#### Data

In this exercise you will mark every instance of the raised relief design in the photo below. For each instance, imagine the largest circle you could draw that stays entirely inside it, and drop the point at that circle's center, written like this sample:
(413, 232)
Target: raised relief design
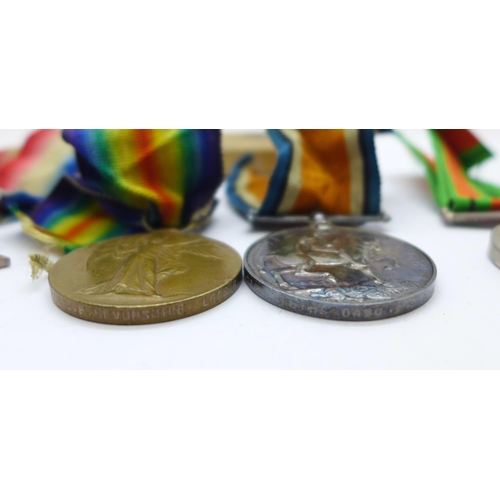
(340, 267)
(143, 266)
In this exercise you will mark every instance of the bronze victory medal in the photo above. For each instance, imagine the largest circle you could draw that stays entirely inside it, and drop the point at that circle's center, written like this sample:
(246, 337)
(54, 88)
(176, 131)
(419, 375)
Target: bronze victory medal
(145, 278)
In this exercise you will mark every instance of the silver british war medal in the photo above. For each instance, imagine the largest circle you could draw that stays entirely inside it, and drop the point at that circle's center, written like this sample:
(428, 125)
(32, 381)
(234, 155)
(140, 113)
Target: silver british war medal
(322, 265)
(341, 273)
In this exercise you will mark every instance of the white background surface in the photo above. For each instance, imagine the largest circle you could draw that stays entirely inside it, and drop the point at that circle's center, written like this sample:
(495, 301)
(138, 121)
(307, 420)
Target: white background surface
(458, 328)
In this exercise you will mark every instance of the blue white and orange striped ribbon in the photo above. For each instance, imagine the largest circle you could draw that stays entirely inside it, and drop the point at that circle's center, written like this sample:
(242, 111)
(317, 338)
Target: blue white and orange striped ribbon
(333, 171)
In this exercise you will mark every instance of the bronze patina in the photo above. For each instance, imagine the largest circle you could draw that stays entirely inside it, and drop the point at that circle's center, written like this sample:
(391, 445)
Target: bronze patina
(146, 278)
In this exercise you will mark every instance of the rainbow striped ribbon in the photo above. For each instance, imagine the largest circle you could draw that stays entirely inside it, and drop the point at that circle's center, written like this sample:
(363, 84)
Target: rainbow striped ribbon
(456, 151)
(124, 182)
(333, 171)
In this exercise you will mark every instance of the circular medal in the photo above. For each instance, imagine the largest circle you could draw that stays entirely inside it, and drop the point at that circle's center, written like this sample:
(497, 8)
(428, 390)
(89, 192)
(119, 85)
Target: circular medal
(339, 273)
(145, 278)
(495, 246)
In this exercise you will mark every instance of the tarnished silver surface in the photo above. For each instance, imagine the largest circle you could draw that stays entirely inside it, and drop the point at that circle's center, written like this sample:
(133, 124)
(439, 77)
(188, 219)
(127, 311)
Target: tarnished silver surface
(4, 261)
(339, 273)
(494, 252)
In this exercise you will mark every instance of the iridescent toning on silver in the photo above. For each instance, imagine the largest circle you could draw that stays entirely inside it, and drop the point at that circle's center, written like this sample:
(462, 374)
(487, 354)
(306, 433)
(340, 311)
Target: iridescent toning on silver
(339, 273)
(494, 252)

########

## Problem statement
Reproduce every row above verbatim, omitting the pictures.

## Result
In this exercise you will mark every instance of the raised relief design in the photo below. For each instance, imagine the largest circle you could draw that stays entirely inside it, and drop the point at that circle's center, written like this sample:
(413, 232)
Target: raised relief design
(340, 267)
(143, 266)
In this exercise you will mark every instance of the bronze victory medal in the photo above. For each instance, imagine the largest circle you could draw that stays entirely inside it, and drop the point at that circle's center, written like this sample:
(246, 337)
(54, 88)
(176, 131)
(419, 375)
Target: bronze victory medal
(145, 278)
In this exercise you will mark every instance of the silver british war medal in the photo above. For each instance, imagine the largest circle you could draw that stays entirely inside it, and drop the point at that circle's center, written like this sample:
(428, 125)
(32, 381)
(234, 155)
(140, 113)
Target: silver british war medal
(322, 265)
(341, 273)
In this exercise you will mark every instance of the white background surface in the photo above. For each instance, imagine the largest circle you could draw that stays entirely inside it, and drop the point at that circle's center, written like this sample:
(495, 301)
(138, 121)
(307, 420)
Target: white background surface
(458, 328)
In this exercise you will mark every instance of the blue white and orange striped ribbon in the photo above. For each instance, imagine the largest circle you could draw that stays entirely inside it, and drop the point at that circle's center, written like this sample:
(242, 111)
(317, 338)
Target: blue white and orange striped ribbon
(333, 171)
In this exercise you will mark every instance of the bronze patina in the photo above. For each instance, imagine the largest circle you could draw that stays entirely inside it, and drop the point at that circle's center, written like this sample:
(391, 445)
Target: bronze patina
(146, 278)
In this exercise you will mark every instance of the rainbow striped ribbon in the photo above. For each instance, imagine the largest circle you could draw that stays entirely inside it, and drop the point at that circle's center, written like this sample:
(363, 84)
Target: rainbow striped ribbon
(456, 151)
(124, 182)
(333, 171)
In this exercise you will mark every instance of the circular medal in the photo above. For each instance, imagine the largest circle you could draw that stays entirely inside it, and drop the point at that circle's center, written like this sample:
(497, 8)
(428, 390)
(89, 192)
(119, 85)
Target: circular medal
(339, 273)
(145, 278)
(495, 246)
In this exercise you will mark every instance of the tarnished silver surface in the photo above. For each instance, imagine the largest circle you could draw that stays entirely inside it, and drop the point at that circle's center, written like this sample:
(133, 124)
(439, 77)
(188, 219)
(127, 311)
Target: tarnished silver surface
(4, 261)
(339, 273)
(494, 252)
In this exercise you will mark every instance of the iridescent toning on silver in the photo above. For each instance, imagine the largest circle you could draw that stays entirely inside it, and drop the point at that circle's center, written like this sample:
(462, 374)
(487, 354)
(306, 433)
(340, 311)
Target: iridescent toning on silver
(339, 273)
(494, 252)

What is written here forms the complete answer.